And then there is the problem of nationalism. Nation is an ancient word but nationalism is a modern term. Thank God, at least in Britain, nationalism is something one can occasionally laugh at. “The English, the English, the English are best, so up with the English and down with the rest,” Flanders and Swann used to sing. This is nearly every nation’s song, except of course the principal noun has to be changed to match the particular border. Americans are second to none in this regard. It astonishes and distresses most Americans I talk to in my travels if they discover that Nancy and I are now Dutch citizens. It is as if one has a national identify only by virtue of possessing a passport to prove it. Not that there is anything wrong with having a national identity. What a sad thing it would be not to have one. But national identity is not nationalism. On the one hand, for Americans like me, there is the annual feast of stuffed turkey with cranberry sauce on Thanksgiving, on the other — malignant — hand, there is believing I belong to a new chosen people, a super people, for whom ordinary morals don’t apply. We Americans bask in our power and wealth, regarding ourselves as the greatest of democracies, the society most dedicated to the defense of human rights, the society which provides a model for others to emulate and imitate — God protect them if they decline. It is not that we are a people without redeeming qualities, but our collective vanity is massive.
Not that one need be American to experience the problem. Some of you will recall that war fever that swept through Britain at the time of the Falklands War. People who one day couldn’t have located the Falkland Islands on the world map had you paid them five pounds were ready and eager a day or two later to go to war on their behalf. O what a lovely war! My Argentine friend, Nobel Prize winner Adolfo Perez Esquivel, was barred from entering Britain in that period. It was counted an act of journalistic courage for The Times to publish an article by Adolfo while the war was being fought.
We have seen lately the appalling price paid for the collision of nationalisms in Kosovo. NATO intervened, siding with the Kosovo Albanian side. As a result Serbia was massively bombed, the Danube is still blocked by fallen bridges, the economy of the entire region is in ruins, and now Kosovo is under occupation. Ethnic cleansing continues, with NATO forces seemingly powerless to protect the Serb minority, which probably is regarded as deserving whatever violence comes its way. It is a situation in which on is hard pressed to find heroes, though one is pleased to say that the Serbian Orthodox Church has been remarkable in the depth and breadth of its response, condemning extremists on both sides, again and again raising its voice in opposition both to the policies of the Serbian government and also NATO’s actions, and assisting the war’s victims no matter what their ethnic or religious identity might be.

• _GOALS_
**1)** Give the stretch of the essay on nationalism from "Not that one" through "was being fought." again, swapping "five pounds" for "ten pounds".
**2)** Carry on the essay on nationalism from the point where it stops.
The lines that come next are separate material and not part of the essay on nationalism.

• _PROVIDED MATERIAL_
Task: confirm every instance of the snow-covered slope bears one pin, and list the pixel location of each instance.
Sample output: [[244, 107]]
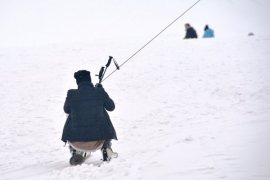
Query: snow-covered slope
[[33, 22], [196, 109]]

• _FINAL ANSWERS_
**1)**
Not that one need be American to experience the problem. Some of you will recall that war fever that swept through Britain at the time of the Falklands War. People who one day couldn’t have located the Falkland Islands on the world map had you paid them ten pounds were ready and eager a day or two later to go to war on their behalf. O what a lovely war! My Argentine friend, Nobel Prize winner Adolfo Perez Esquivel, was barred from entering Britain in that period. It was counted an act of journalistic courage for The Times to publish an article by Adolfo while the war was being fought.

**2)**
In Russia, by contrast, the Russian Orthodox Church repeatedly expressed its enthusiastic support for the war in Chechnya, saying not a word of protest against the destruction of Grozny or any other population center. One can assume there have been Russian conscientious objectors to the war, but one cannot presently imagine the Church offering them any support or encouragement. One understands that Russia has been fighting forces in Chechnya that seem to have no moral scruple, but neither has the Russian side been notable for its respect for the lives of those caught in the middle. One senses within the Russian Church a habit of uncritical support for the government no matter what. Not since the Bolshevik revolution and the civil war that followed has the Church raised its voice against whatever the government was doing.
But the purpose of this talk is not to criticize the failures of the leaders of national churches — bishops often make an easy target — but to focus on what we can do ourselves as persons trying to live the Beatitudes, including the Beatitude of peacemaking. How dare we to expect more of our bishops than we do of ourselves? Our main problem is what to do with the face in the mirror. How can I respond to conflict — within my family, within my parish, within my diocese, between the various jurisdictions and Churches, between segments of society, between nations? How can I live the peace of Christ?
It is not learned in a classroom or from a book or from a guru. We have the Liturgy to both teach and nourish us in this undertaking.
In the Liturgy we have no sooner heard the priest announce “Blessed is the kingdom of the Father, Son and Holy Spirit,” then find ourselves confronted with the first petition, “In peace let us pray to the Lord.” Peace is a precondition of worship — peace with God, peace with each other. How can we love God if we despise his image in others? We go on to ask “for the peace from above, and the salvation of our souls. . . . For the peace of the whole world, for the welfare of the holy churches of God, and for the union of all. . . . For seasonable weather, for abundance of the fruits of the earth, and for peaceful times. . . . For our deliverance from all affliction, wrath, danger and necessity,” finally asking God to “help us, save us, and have mercy on us, and keep us . . . by your grace.” Later, as the eucharistic liturgy begins, we attempt “to lay aside all worldly cares” — all hostile feelings toward any other person, all division, all fear and personal anxiety in order to approach God in a state of profound peace.
Repeatedly during the service the priest offers a blessing of peace to all who are present, and they immediately return the blessing of peace to him. The Gospel reading is introduced with the words, “Peace be unto all.” Then in the Litany of Supplication we appeal to God “that the whole day may be perfect, holy, peaceful and sinless.” We ask for “an angel of peace, a faithful guide, a guardian of our souls and bodies.” We call on God for “all things that are good and profitable for our souls, and for peace in the world.” We ask God’s blessing “that we may complete the remaining time of our life in peace and repentance.” Later we are summoned to “stand upright and stand in fear . . . that we may offer the Holy Oblation in peace.” Finally, at the end of the Liturgy, we are sent away in peace. Having been privileged to take part in the Eucharist, we are returned to the world as ambassadors of Christ’s peace among those who, in many cases, hardly know who Christ is.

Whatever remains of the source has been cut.